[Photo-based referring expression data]
______________________________

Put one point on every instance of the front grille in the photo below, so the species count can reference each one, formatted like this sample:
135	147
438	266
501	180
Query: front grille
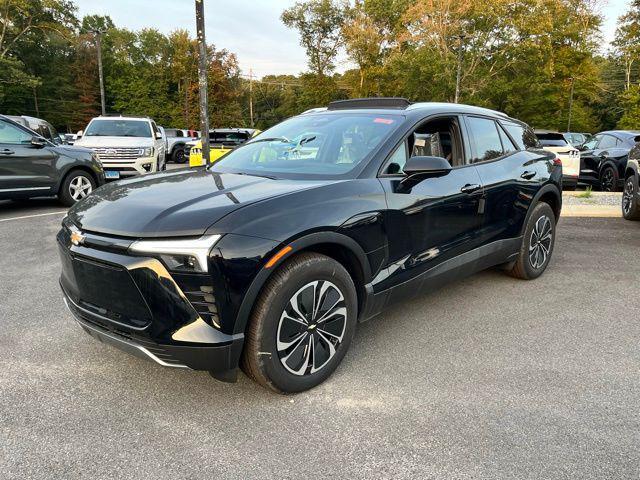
106	327
119	153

______________________________

** DIRECTIONS FOR THIS TASK **
All of the data gets printed again exactly; the pictures do not.

** TASK RESPONSE **
Put one point on every instance of the front grille in the photo below, so the species count can reference each one, formatted like this sample:
135	147
438	266
501	180
Query: front grille
106	327
119	153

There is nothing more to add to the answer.